任务设定 — 把下面所有条目一字不改地照抄一遍，回答中不要包含图片。

[边界框标注数据行]
----

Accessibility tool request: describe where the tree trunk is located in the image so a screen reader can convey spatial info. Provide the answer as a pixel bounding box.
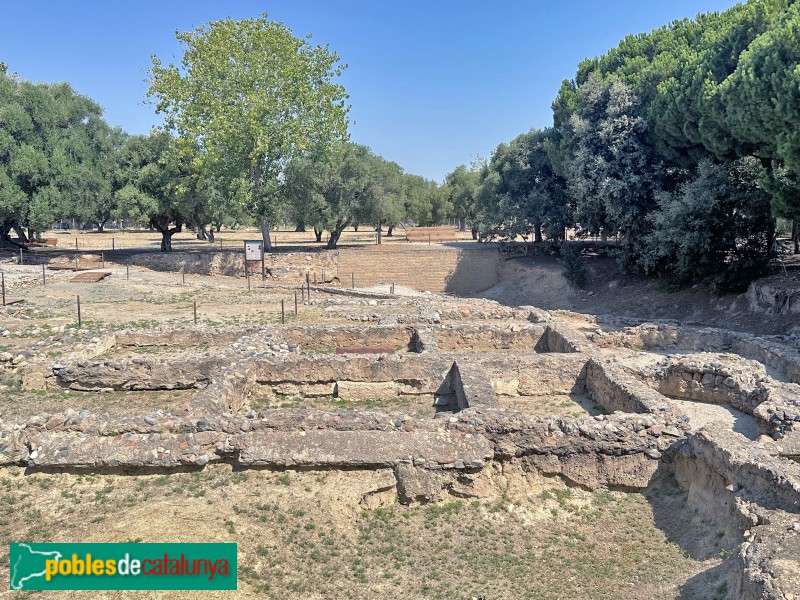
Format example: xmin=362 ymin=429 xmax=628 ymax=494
xmin=11 ymin=225 xmax=30 ymax=244
xmin=259 ymin=215 xmax=272 ymax=252
xmin=161 ymin=229 xmax=175 ymax=252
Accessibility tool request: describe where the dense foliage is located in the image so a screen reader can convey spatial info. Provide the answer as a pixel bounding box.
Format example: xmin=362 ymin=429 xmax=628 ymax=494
xmin=0 ymin=0 xmax=800 ymax=291
xmin=478 ymin=0 xmax=800 ymax=290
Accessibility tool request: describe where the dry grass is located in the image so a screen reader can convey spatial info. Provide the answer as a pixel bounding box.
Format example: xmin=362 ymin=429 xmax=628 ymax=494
xmin=0 ymin=466 xmax=719 ymax=600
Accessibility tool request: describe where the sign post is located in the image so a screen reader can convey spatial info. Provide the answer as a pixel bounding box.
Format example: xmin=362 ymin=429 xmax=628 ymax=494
xmin=244 ymin=240 xmax=267 ymax=279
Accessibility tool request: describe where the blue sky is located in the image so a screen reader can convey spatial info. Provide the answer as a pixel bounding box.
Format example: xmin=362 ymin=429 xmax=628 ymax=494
xmin=0 ymin=0 xmax=735 ymax=181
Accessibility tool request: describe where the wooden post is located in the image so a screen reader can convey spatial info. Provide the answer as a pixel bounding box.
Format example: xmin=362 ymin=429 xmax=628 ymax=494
xmin=242 ymin=240 xmax=250 ymax=291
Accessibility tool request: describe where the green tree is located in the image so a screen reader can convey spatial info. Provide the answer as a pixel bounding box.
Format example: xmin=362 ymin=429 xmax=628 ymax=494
xmin=645 ymin=157 xmax=775 ymax=292
xmin=117 ymin=131 xmax=202 ymax=252
xmin=403 ymin=173 xmax=453 ymax=230
xmin=149 ymin=15 xmax=349 ymax=250
xmin=0 ymin=65 xmax=107 ymax=243
xmin=477 ymin=129 xmax=571 ymax=242
xmin=444 ymin=165 xmax=480 ymax=231
xmin=562 ymin=74 xmax=661 ymax=263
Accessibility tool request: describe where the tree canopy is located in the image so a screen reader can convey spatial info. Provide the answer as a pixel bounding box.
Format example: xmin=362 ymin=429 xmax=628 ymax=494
xmin=149 ymin=15 xmax=349 ymax=249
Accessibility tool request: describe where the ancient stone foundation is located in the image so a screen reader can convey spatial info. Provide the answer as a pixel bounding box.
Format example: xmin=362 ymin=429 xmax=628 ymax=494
xmin=0 ymin=307 xmax=800 ymax=600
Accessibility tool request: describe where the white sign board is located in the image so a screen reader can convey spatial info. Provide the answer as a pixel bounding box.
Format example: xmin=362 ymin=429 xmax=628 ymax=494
xmin=244 ymin=241 xmax=264 ymax=260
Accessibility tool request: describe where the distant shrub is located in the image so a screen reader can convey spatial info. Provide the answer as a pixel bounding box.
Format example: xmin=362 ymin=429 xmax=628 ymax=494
xmin=561 ymin=242 xmax=586 ymax=287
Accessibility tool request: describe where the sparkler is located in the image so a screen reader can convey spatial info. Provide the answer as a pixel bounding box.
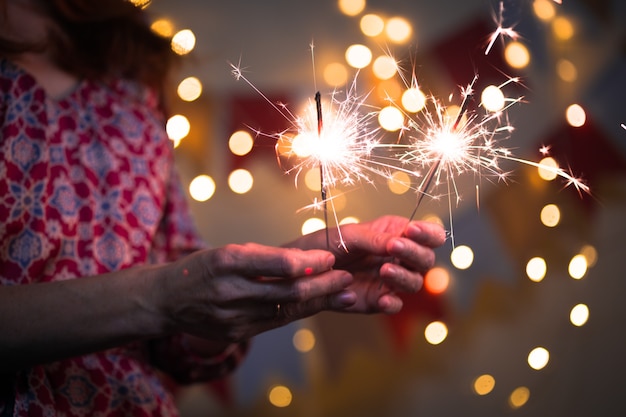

----

回复 —
Accessibility tool request: describe where the tree trunk is located in the image so a screen reader can convey spatial info. Provide the answer as a pixel bounding box.
Format example: xmin=362 ymin=429 xmax=628 ymax=494
xmin=11 ymin=225 xmax=30 ymax=244
xmin=259 ymin=215 xmax=272 ymax=252
xmin=161 ymin=229 xmax=175 ymax=252
Accessibility tool request: describe where the dense foliage is located in the image so a screen reader can convey spatial info. Provide the answer as a pixel bounding box.
Format example: xmin=362 ymin=429 xmax=628 ymax=494
xmin=0 ymin=0 xmax=800 ymax=291
xmin=478 ymin=0 xmax=800 ymax=290
Accessibility tool request: describe where the dry grass is located in the image so a screen reader can convey spatial info. Provide the answer as a pixel bounding box.
Format example: xmin=362 ymin=429 xmax=628 ymax=494
xmin=0 ymin=466 xmax=719 ymax=600
Accessibility tool request: describe where the sign post is located in the image so a screen reader can convey spatial info. Provide the answer as a pixel bounding box.
Format example: xmin=362 ymin=429 xmax=628 ymax=494
xmin=244 ymin=240 xmax=267 ymax=279
Accessibility tool request: describe where the blue sky is located in the image so a screen reader can convey spatial info. Provide the answer as a pixel bounding box.
Format example: xmin=362 ymin=429 xmax=628 ymax=494
xmin=0 ymin=0 xmax=735 ymax=181
Accessibility tool request: describe where the wooden post is located in the image so a screen reader can convey spatial info. Provide the answer as a pixel bounding box.
Format example: xmin=362 ymin=429 xmax=628 ymax=494
xmin=242 ymin=240 xmax=250 ymax=291
Accessibility tool request: describe where the green tree is located in the image so a screen reader can convey spatial info. Provide the answer as a pixel bounding box.
Format example: xmin=362 ymin=429 xmax=628 ymax=494
xmin=645 ymin=157 xmax=775 ymax=292
xmin=117 ymin=131 xmax=202 ymax=252
xmin=403 ymin=173 xmax=453 ymax=230
xmin=149 ymin=15 xmax=349 ymax=250
xmin=0 ymin=65 xmax=107 ymax=243
xmin=477 ymin=129 xmax=571 ymax=242
xmin=444 ymin=165 xmax=480 ymax=231
xmin=562 ymin=74 xmax=661 ymax=263
Accessibility tool request: describe where the tree canopy is located in the image so a screen reader can convey spatial info. Provide the answer as a pixel bounding box.
Format example: xmin=362 ymin=429 xmax=628 ymax=494
xmin=149 ymin=15 xmax=349 ymax=249
Accessibility tool request: describe where the ancient stone foundation is located in the image so a screen reader can convey spatial info. Provide the answer as a pixel bounding box.
Format example: xmin=362 ymin=429 xmax=628 ymax=494
xmin=0 ymin=307 xmax=800 ymax=600
Accessibility tool request: describe where the white sign board is located in the image so a screen reader can convey spatial info. Provide the answer as a pixel bounding box.
Format example: xmin=362 ymin=429 xmax=628 ymax=494
xmin=244 ymin=241 xmax=264 ymax=260
Accessibility tool request: describe where the distant shrub is located in the image so a screen reader can convey spatial info. Provide the answer as a pixel bounding box.
Format example: xmin=362 ymin=429 xmax=628 ymax=494
xmin=561 ymin=242 xmax=586 ymax=287
Accessibility tool request: describe where the sparkler is located in the image so a screen reader can convey spatial info. Provide the answer as a pixel bounding box.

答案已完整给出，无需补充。